Named-object pointing records:
· · · · · · ·

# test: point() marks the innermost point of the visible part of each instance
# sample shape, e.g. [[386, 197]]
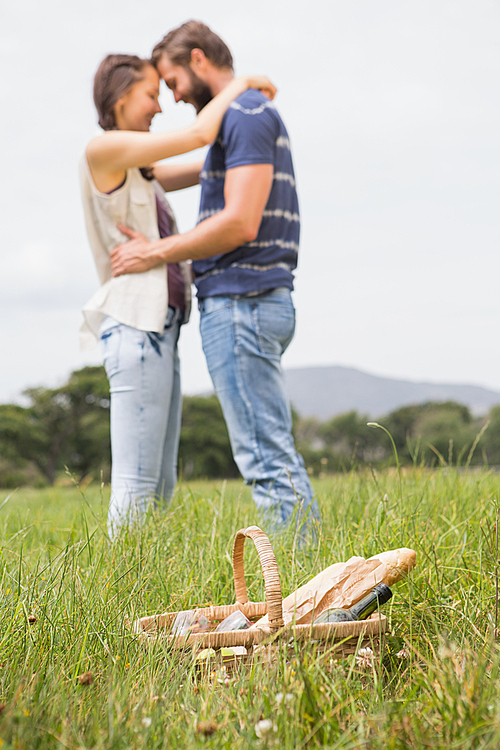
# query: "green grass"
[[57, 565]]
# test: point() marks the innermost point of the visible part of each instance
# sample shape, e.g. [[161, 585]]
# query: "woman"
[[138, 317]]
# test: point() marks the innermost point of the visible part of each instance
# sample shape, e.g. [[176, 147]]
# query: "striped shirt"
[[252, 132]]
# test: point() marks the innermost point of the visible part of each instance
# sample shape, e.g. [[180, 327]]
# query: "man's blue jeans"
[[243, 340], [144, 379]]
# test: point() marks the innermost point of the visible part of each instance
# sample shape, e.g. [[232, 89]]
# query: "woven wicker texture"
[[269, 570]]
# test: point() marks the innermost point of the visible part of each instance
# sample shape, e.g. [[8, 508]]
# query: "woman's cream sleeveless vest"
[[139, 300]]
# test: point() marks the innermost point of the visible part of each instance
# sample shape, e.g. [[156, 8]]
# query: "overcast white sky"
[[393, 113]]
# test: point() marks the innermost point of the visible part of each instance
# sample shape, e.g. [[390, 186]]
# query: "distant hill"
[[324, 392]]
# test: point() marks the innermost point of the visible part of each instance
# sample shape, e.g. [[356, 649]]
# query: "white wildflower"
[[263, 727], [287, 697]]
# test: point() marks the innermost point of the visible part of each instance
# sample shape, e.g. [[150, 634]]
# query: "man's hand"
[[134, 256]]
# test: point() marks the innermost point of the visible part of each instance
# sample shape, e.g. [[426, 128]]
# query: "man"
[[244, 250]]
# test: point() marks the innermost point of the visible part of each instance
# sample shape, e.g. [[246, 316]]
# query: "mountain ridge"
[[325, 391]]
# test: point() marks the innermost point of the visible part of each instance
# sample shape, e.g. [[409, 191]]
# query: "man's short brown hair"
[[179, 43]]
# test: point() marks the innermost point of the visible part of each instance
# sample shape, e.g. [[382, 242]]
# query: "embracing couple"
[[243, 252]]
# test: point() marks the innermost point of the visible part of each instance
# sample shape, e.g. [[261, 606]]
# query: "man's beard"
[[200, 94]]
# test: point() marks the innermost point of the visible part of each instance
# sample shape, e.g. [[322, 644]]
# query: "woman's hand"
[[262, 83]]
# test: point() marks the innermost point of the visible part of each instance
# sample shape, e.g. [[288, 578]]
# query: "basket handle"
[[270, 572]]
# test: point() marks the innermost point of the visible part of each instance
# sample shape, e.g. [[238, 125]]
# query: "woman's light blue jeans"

· · · · · · ·

Recast every line of the entries above as a numbered list, skipping any blank lines. Leave the picture out of the answer.

▶ The solution:
1. # test: point() marks the innermost point of the visible part of each instance
2. # sample shape, e.g. [[386, 197]]
3. # query: "green grass"
4. [[57, 565]]
5. # test: point() marks the innermost point of the visible part of each instance
6. # sample shape, e.g. [[161, 585]]
7. # query: "woman"
8. [[138, 317]]
9. # test: point() marks the innermost point of the visible part of each instance
10. # sample shape, e.g. [[176, 147]]
11. # query: "striped shirt"
12. [[252, 132]]
13. # test: point() marks the innermost point of the visible part of each instance
14. # sample shape, e.g. [[180, 327]]
15. # query: "man's blue jeans"
16. [[243, 340], [144, 379]]
17. # test: point() marks the innermost point of the visible part of each instance
18. # sample shape, e.g. [[232, 89]]
19. # query: "woven wicker texture"
20. [[269, 570]]
21. # test: point() marks the innermost point of the visible part of each instance
22. # sample shape, e.g. [[8, 508]]
23. # query: "woman's cream sleeveless vest"
24. [[139, 300]]
25. # test: point() marks the innermost point of the visible part of each instance
26. # sample shape, e.g. [[156, 8]]
27. # query: "overcast white sky"
28. [[393, 113]]
29. # test: point() marks the innermost point of the visible part of each instance
30. # sample shape, e.g. [[390, 186]]
31. # query: "distant hill"
32. [[324, 392]]
33. # test: point() marks the innermost point of the visible part of each instance
34. # sample shape, e.g. [[356, 649]]
35. # query: "white wildflower"
36. [[263, 727], [287, 697]]
37. # test: point() marks the innermost point of the visible part of each instance
38. # sample shape, e.g. [[150, 634]]
39. # query: "man's hand"
40. [[134, 256]]
41. # test: point() marks the innermost point of the visible part of each instance
42. # sample shape, e.g. [[426, 128]]
43. # query: "man"
44. [[244, 250]]
45. # test: point() marks the innermost point of the visible part of each instance
46. # sample shape, e.g. [[246, 316]]
47. # query: "mountain ridge"
48. [[325, 391]]
49. # test: point() marks the innermost point of the visible part of each instance
50. # sample shape, e.g. [[409, 191]]
51. # query: "man's short brown hair"
52. [[179, 43]]
53. # test: point() marks the innermost point of the visible part of each instance
54. # sample shape, e.g. [[382, 242]]
55. # query: "embracing couple"
56. [[243, 252]]
57. # test: point() marks the innermost point of the visible part of each instance
58. # sample shape, e.g. [[261, 606]]
59. # query: "man's beard"
60. [[200, 94]]
61. # test: point() marks the innermost point of the visible part of each instance
62. # sample shape, e.g. [[322, 644]]
63. # query: "woman's hand"
64. [[262, 83]]
65. # test: point() marks the innermost point of the visible part of each instance
66. # sample shape, e.g. [[288, 578]]
67. # query: "basket handle"
68. [[270, 572]]
69. # test: point() marks the innermost point of the visible part of each instance
70. # sample shape, e.g. [[238, 125]]
71. # query: "woman's light blue jeans"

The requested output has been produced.